━━━ DOCUMENT SEGMENT

Dukowski's first band was Würm which started in 1973. By 1977, the band had moved to Hermosa Beach and lived in a communal house called "the Würmhole" but broke up later that year.

Black Flag

Keith Morris and Greg Ginn were regulars at Würmhole parties in 1977 Dukowski joined their band Panic before they played their first show. Panic changed their name to Black Flag after discovering another band using the name "Panic".  He left the band in 1983 before the recording of My War, and afterward served as Black Flag's manager. He was responsible for booking nationwide and worldwide tours until 1986. Dukowski wrote or co-wrote some of Black Flag's most popular songs, including "My War," "The Bars," "I Love You" and "Modern Man."
Dukowski started SST Records with Ginn in 1978 and was a co-owner until 1989.

━━━━━━
━━━ DATA EXCERPTS

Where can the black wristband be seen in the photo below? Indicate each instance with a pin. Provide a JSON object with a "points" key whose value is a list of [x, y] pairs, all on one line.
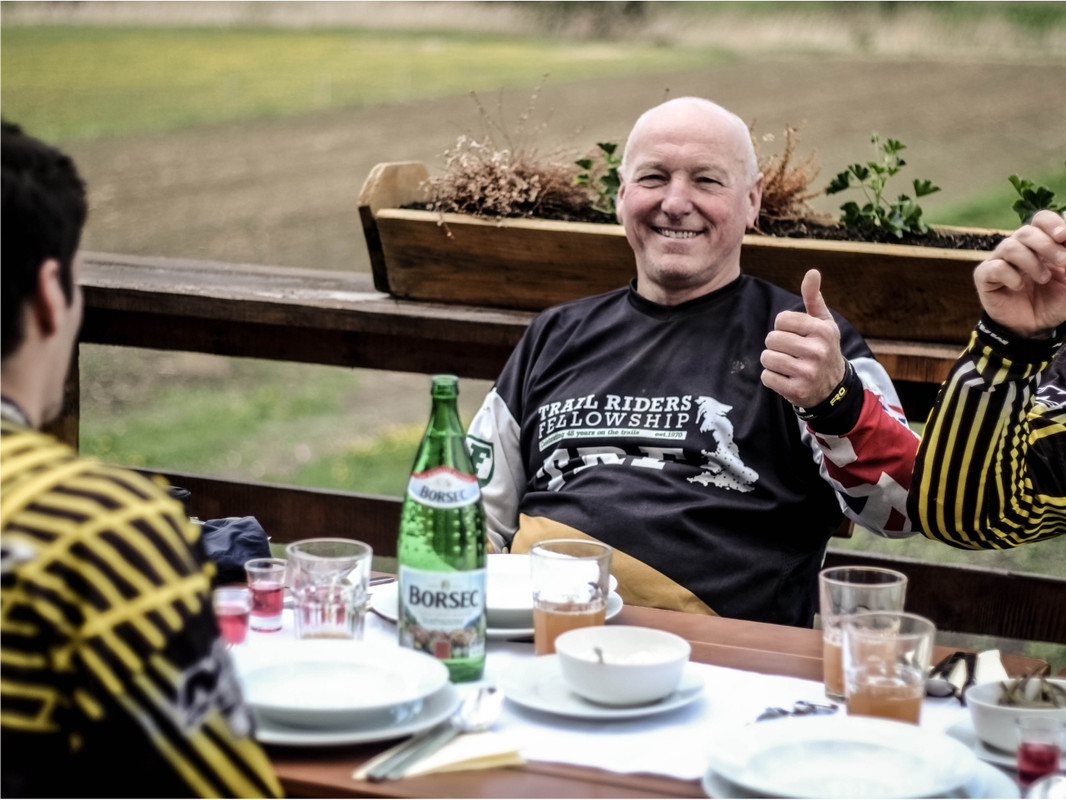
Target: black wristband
{"points": [[1018, 348], [840, 411]]}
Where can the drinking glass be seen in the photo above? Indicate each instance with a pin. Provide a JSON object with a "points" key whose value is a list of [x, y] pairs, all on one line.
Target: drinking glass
{"points": [[231, 608], [886, 659], [267, 582], [1040, 742], [570, 584], [328, 580], [849, 590]]}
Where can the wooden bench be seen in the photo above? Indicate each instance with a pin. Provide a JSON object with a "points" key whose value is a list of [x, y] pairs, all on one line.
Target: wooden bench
{"points": [[337, 318]]}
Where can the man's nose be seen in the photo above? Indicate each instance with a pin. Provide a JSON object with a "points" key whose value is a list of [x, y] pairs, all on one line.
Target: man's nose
{"points": [[677, 198]]}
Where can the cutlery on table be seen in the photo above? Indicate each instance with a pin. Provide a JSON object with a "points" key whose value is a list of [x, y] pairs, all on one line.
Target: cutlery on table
{"points": [[478, 712]]}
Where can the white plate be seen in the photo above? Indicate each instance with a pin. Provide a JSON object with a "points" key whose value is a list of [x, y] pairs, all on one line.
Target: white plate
{"points": [[540, 687], [841, 756], [963, 731], [384, 602], [329, 683], [987, 782], [433, 710], [509, 594]]}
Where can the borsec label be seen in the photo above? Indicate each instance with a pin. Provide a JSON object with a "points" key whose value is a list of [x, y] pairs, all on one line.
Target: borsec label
{"points": [[442, 613], [443, 488]]}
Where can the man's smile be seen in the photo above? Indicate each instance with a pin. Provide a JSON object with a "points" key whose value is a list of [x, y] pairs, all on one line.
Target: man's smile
{"points": [[671, 234]]}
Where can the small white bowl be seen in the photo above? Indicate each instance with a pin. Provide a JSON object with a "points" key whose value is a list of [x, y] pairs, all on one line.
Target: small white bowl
{"points": [[640, 665], [509, 593], [996, 724]]}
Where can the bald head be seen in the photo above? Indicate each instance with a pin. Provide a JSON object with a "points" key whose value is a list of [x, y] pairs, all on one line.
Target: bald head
{"points": [[714, 121]]}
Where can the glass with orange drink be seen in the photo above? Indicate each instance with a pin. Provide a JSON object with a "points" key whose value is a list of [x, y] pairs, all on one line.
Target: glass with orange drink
{"points": [[849, 590], [886, 658], [570, 586]]}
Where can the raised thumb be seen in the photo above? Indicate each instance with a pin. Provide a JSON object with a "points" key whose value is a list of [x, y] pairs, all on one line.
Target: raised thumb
{"points": [[811, 291]]}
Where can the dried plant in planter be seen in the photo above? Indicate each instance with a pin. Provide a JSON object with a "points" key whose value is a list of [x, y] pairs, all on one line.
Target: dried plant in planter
{"points": [[786, 186], [485, 178]]}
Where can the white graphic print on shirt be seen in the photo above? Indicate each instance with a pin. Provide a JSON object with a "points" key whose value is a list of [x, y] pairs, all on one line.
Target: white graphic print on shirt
{"points": [[724, 467], [624, 417]]}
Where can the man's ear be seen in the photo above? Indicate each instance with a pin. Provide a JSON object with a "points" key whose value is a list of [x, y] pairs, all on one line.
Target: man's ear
{"points": [[755, 201], [49, 300]]}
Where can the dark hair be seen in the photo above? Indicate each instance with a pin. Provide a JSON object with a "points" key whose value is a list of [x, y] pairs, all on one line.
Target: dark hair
{"points": [[44, 211]]}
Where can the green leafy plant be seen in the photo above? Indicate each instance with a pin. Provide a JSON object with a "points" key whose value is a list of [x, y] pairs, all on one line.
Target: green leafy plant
{"points": [[897, 218], [1032, 198], [601, 176]]}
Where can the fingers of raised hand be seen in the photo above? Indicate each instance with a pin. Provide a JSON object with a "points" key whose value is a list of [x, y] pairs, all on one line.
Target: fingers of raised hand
{"points": [[811, 291]]}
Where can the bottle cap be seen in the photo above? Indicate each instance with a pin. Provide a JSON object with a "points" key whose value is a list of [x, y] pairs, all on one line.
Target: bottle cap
{"points": [[446, 386]]}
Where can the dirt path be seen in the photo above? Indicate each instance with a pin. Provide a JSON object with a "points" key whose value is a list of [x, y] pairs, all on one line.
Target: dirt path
{"points": [[284, 192]]}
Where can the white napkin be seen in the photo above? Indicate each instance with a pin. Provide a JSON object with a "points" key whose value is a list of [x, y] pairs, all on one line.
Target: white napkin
{"points": [[467, 751]]}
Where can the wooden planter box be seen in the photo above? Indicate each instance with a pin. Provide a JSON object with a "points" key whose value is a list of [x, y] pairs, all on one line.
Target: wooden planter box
{"points": [[887, 291]]}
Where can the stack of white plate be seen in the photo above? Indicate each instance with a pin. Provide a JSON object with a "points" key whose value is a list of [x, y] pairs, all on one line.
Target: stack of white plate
{"points": [[846, 757], [320, 691], [509, 601]]}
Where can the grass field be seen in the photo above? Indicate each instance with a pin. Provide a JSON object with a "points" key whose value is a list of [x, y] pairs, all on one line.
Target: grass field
{"points": [[162, 97], [71, 83]]}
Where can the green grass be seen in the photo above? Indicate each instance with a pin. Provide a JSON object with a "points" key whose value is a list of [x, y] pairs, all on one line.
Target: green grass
{"points": [[243, 417], [380, 466], [67, 83], [991, 209]]}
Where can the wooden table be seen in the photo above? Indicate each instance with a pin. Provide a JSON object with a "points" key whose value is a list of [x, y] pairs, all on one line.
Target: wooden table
{"points": [[747, 645]]}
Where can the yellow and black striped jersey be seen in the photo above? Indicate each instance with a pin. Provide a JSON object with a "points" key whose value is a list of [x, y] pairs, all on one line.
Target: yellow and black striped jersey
{"points": [[114, 680], [991, 467]]}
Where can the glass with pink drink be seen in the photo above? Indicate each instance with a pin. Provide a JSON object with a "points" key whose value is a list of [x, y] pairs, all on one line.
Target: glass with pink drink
{"points": [[232, 605], [267, 585]]}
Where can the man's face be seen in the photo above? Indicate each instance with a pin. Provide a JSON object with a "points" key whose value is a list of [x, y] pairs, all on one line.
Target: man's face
{"points": [[685, 201], [63, 345]]}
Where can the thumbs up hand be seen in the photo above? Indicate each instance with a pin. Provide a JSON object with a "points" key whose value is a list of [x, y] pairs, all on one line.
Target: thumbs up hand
{"points": [[803, 362]]}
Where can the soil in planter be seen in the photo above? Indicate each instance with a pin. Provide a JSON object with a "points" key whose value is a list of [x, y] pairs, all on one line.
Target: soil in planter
{"points": [[807, 229]]}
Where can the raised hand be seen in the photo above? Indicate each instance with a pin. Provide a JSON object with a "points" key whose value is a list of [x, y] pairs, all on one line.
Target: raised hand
{"points": [[803, 362], [1022, 285]]}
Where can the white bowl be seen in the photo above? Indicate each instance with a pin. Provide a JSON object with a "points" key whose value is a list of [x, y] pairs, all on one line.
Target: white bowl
{"points": [[509, 592], [640, 665], [995, 723]]}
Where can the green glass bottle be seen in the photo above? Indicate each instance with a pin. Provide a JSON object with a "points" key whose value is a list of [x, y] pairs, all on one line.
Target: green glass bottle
{"points": [[441, 545]]}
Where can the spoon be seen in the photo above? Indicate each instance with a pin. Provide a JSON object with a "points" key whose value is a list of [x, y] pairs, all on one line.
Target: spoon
{"points": [[478, 712]]}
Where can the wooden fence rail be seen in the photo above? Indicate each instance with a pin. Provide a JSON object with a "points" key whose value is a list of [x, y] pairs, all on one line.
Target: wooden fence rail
{"points": [[336, 318]]}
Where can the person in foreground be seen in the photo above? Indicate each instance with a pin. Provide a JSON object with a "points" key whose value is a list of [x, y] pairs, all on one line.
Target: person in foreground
{"points": [[710, 427], [991, 466], [114, 682]]}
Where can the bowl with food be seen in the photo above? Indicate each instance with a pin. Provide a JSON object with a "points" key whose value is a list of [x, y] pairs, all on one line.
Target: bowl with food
{"points": [[997, 706], [622, 665]]}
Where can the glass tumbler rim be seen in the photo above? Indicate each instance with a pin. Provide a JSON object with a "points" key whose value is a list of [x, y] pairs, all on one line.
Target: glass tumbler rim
{"points": [[542, 547], [826, 575], [361, 548]]}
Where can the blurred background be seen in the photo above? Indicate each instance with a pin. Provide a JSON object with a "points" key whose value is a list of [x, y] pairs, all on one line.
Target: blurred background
{"points": [[243, 131]]}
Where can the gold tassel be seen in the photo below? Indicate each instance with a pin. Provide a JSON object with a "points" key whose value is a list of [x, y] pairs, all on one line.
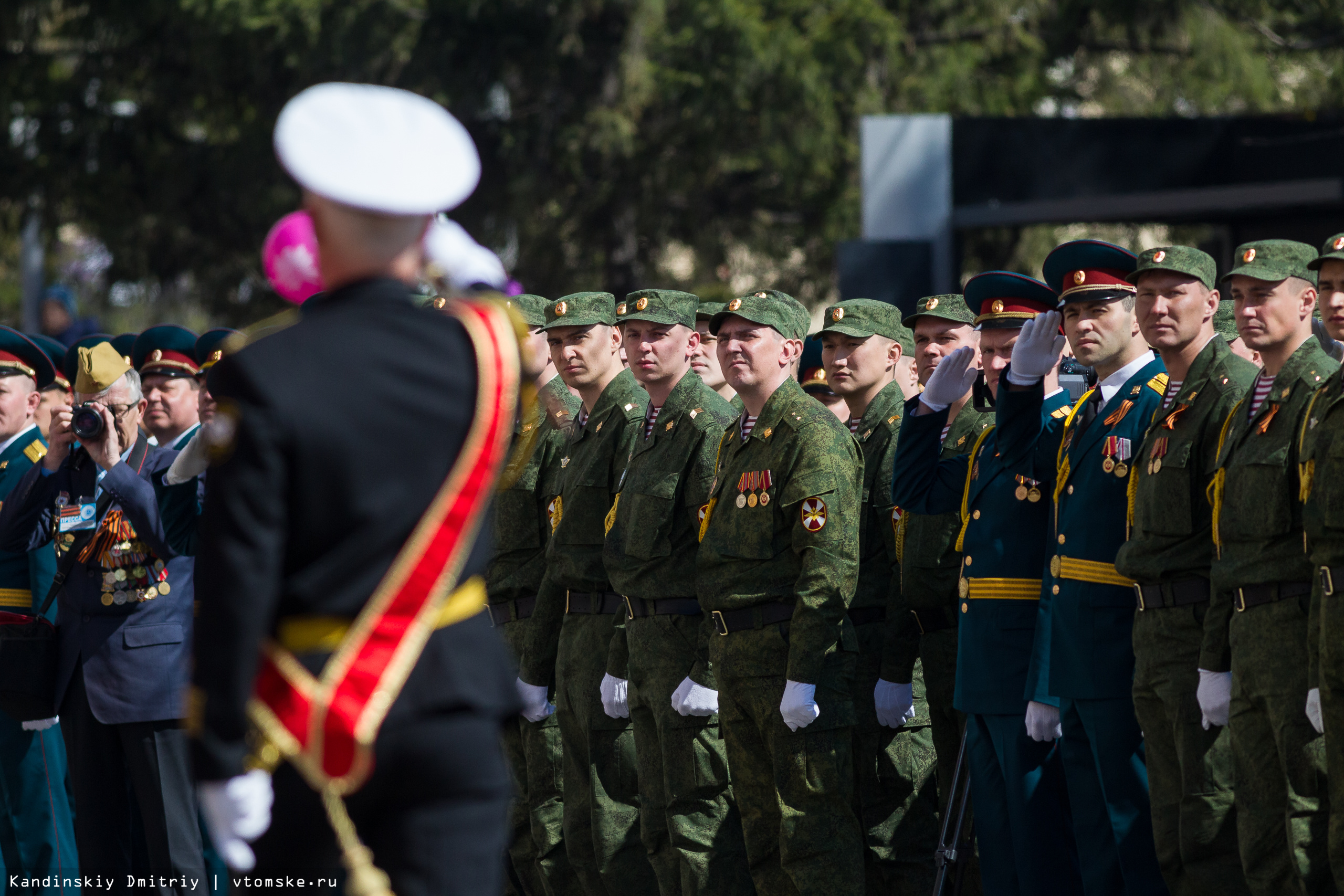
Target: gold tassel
{"points": [[366, 879]]}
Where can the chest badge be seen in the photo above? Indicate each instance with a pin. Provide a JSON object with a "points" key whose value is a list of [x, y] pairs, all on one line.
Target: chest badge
{"points": [[814, 515]]}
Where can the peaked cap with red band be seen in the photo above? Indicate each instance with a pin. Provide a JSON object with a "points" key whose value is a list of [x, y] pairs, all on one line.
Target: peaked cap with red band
{"points": [[166, 351], [1089, 270], [1004, 299]]}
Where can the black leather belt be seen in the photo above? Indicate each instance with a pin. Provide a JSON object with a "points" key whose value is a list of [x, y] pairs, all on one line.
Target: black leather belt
{"points": [[1253, 596], [1171, 594], [726, 621], [933, 620], [863, 616], [1330, 575], [642, 608], [593, 602], [500, 613]]}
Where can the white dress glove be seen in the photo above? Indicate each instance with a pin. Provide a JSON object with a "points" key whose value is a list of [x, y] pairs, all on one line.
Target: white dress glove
{"points": [[191, 461], [952, 379], [615, 696], [896, 702], [1037, 350], [691, 699], [536, 705], [1215, 696], [1043, 722], [237, 812], [1314, 710], [799, 705]]}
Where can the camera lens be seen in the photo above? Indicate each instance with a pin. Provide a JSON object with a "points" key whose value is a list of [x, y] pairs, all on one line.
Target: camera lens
{"points": [[87, 422]]}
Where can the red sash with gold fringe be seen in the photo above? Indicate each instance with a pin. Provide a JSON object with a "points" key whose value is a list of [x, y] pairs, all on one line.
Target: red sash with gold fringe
{"points": [[327, 724]]}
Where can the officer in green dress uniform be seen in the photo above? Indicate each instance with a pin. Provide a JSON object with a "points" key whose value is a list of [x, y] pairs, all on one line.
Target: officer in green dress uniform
{"points": [[927, 544], [862, 347], [166, 358], [1084, 632], [689, 820], [1323, 518], [522, 529], [1016, 777], [579, 616], [1168, 554], [37, 824], [1254, 668], [776, 570]]}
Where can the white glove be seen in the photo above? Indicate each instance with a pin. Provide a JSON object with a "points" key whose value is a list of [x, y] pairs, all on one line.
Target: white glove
{"points": [[952, 379], [1037, 350], [615, 696], [237, 812], [191, 461], [799, 705], [1314, 710], [1043, 722], [691, 699], [536, 705], [1215, 696], [896, 702]]}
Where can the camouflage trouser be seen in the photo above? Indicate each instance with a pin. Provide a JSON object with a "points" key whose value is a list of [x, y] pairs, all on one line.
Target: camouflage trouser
{"points": [[689, 821], [1283, 806], [601, 778], [1190, 770], [795, 787], [896, 787], [537, 851]]}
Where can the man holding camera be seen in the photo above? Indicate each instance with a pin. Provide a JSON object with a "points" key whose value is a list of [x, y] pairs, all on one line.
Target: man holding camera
{"points": [[123, 624]]}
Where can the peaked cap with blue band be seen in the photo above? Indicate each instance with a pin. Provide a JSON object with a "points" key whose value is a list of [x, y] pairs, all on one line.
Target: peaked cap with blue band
{"points": [[1003, 299], [1089, 270]]}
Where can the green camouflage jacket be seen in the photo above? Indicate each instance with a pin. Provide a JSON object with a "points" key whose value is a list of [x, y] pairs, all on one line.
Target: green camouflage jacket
{"points": [[529, 484], [655, 523], [803, 544], [591, 469]]}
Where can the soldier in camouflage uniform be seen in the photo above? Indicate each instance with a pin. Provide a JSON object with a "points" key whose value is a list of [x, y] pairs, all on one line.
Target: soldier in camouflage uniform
{"points": [[575, 618], [1168, 553], [1254, 669], [897, 792], [777, 567], [689, 821], [1323, 515], [522, 529], [927, 547]]}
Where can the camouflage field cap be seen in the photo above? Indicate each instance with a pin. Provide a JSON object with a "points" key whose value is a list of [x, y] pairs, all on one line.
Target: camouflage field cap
{"points": [[862, 318], [951, 307], [530, 308], [659, 307], [1273, 260], [1178, 260], [581, 309], [1331, 250], [765, 307]]}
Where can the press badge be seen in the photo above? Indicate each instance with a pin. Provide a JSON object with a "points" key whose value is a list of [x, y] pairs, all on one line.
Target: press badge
{"points": [[77, 516]]}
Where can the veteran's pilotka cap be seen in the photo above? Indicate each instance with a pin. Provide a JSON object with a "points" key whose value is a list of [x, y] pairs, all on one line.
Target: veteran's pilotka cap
{"points": [[659, 307], [1006, 300], [949, 307], [1273, 260], [1331, 250], [769, 308], [1177, 260], [581, 309]]}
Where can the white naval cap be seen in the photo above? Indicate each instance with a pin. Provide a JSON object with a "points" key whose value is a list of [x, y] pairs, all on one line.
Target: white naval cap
{"points": [[463, 261], [377, 148]]}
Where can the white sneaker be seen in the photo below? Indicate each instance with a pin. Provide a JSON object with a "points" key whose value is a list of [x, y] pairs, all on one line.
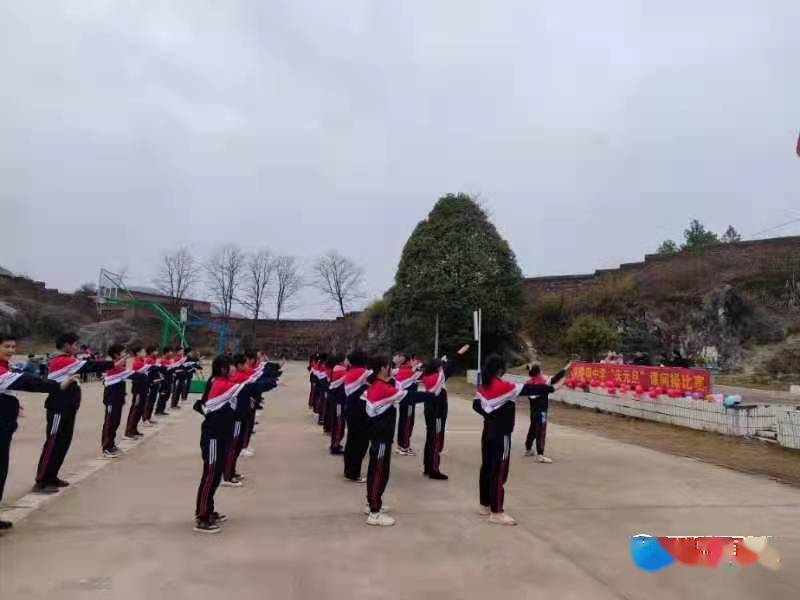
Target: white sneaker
{"points": [[501, 519], [380, 520]]}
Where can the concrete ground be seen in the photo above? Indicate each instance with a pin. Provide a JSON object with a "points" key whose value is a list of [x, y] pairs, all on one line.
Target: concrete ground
{"points": [[297, 530]]}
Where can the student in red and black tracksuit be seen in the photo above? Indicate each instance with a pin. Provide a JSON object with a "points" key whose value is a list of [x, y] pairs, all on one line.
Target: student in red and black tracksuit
{"points": [[320, 403], [537, 432], [407, 378], [11, 382], [355, 449], [313, 367], [178, 378], [165, 390], [114, 400], [190, 366], [62, 409], [138, 378], [495, 402], [380, 400], [336, 400], [254, 381], [154, 377], [434, 378], [218, 406]]}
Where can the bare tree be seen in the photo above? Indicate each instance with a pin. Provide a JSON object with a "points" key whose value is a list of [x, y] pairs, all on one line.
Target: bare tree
{"points": [[287, 284], [258, 274], [340, 279], [177, 274], [224, 277]]}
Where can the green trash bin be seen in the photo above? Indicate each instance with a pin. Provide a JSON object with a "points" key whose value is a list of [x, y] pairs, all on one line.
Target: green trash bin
{"points": [[197, 386]]}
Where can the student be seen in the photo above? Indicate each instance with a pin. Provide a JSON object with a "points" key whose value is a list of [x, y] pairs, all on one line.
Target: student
{"points": [[355, 449], [165, 389], [494, 401], [154, 379], [84, 354], [10, 383], [139, 380], [336, 402], [320, 400], [380, 400], [253, 382], [407, 378], [178, 378], [434, 377], [191, 365], [217, 407], [62, 409], [537, 432], [114, 400], [312, 376]]}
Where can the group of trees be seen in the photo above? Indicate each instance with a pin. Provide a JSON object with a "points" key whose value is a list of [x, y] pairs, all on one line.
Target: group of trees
{"points": [[258, 281], [696, 235]]}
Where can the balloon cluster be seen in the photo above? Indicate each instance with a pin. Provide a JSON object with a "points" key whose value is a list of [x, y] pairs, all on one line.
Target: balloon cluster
{"points": [[616, 387]]}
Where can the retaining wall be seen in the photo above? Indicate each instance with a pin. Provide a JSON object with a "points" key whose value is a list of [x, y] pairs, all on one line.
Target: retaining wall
{"points": [[745, 420]]}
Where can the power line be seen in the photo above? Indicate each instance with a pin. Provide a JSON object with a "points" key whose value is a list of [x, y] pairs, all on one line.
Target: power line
{"points": [[776, 227]]}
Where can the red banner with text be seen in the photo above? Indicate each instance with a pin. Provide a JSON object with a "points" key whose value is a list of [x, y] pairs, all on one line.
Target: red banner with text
{"points": [[685, 380]]}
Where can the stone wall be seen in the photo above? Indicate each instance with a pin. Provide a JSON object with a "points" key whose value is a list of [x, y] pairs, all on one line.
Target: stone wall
{"points": [[760, 264]]}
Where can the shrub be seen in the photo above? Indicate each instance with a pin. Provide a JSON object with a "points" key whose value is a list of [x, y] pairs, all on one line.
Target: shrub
{"points": [[590, 336]]}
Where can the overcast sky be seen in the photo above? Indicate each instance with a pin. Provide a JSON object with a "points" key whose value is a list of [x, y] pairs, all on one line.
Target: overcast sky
{"points": [[592, 130]]}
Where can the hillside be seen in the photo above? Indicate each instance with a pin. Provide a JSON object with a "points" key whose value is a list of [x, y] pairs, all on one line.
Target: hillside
{"points": [[736, 306]]}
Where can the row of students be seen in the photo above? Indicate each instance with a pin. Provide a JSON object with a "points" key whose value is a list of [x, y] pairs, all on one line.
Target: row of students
{"points": [[371, 399], [374, 390], [12, 382], [228, 408]]}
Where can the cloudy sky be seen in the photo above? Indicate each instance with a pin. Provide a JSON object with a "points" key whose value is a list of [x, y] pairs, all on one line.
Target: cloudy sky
{"points": [[592, 130]]}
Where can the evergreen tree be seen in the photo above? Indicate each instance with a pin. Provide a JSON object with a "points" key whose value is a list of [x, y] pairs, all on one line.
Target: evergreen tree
{"points": [[454, 262]]}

━━━━━━

SET PROBLEM 1: According to the Dukowski text, in what year did Dukowski start SST Records with Ginn?
SET PROBLEM 2: In the Dukowski text, rewrite the part that opens with the words containing "Keith Morris and" and closes with "co-owner until 1989.", replacing "manager" with "booking agent".
SET PROBLEM 3: List every song that the Dukowski text says Dukowski wrote or co-wrote.

EXPECTED OUTPUT 1: 1978

EXPECTED OUTPUT 2:
Keith Morris and Greg Ginn were regulars at Würmhole parties in 1977 Dukowski joined their band Panic before they played their first show. Panic changed their name to Black Flag after discovering another band using the name "Panic".  He left the band in 1983 before the recording of My War, and afterward served as Black Flag's booking agent. He was responsible for booking nationwide and worldwide tours until 1986. Dukowski wrote or co-wrote some of Black Flag's most popular songs, including "My War," "The Bars," "I Love You" and "Modern Man."
Dukowski started SST Records with Ginn in 1978 and was a co-owner until 1989.

EXPECTED OUTPUT 3: "My War," "The Bars," "I Love You," and "Modern Man"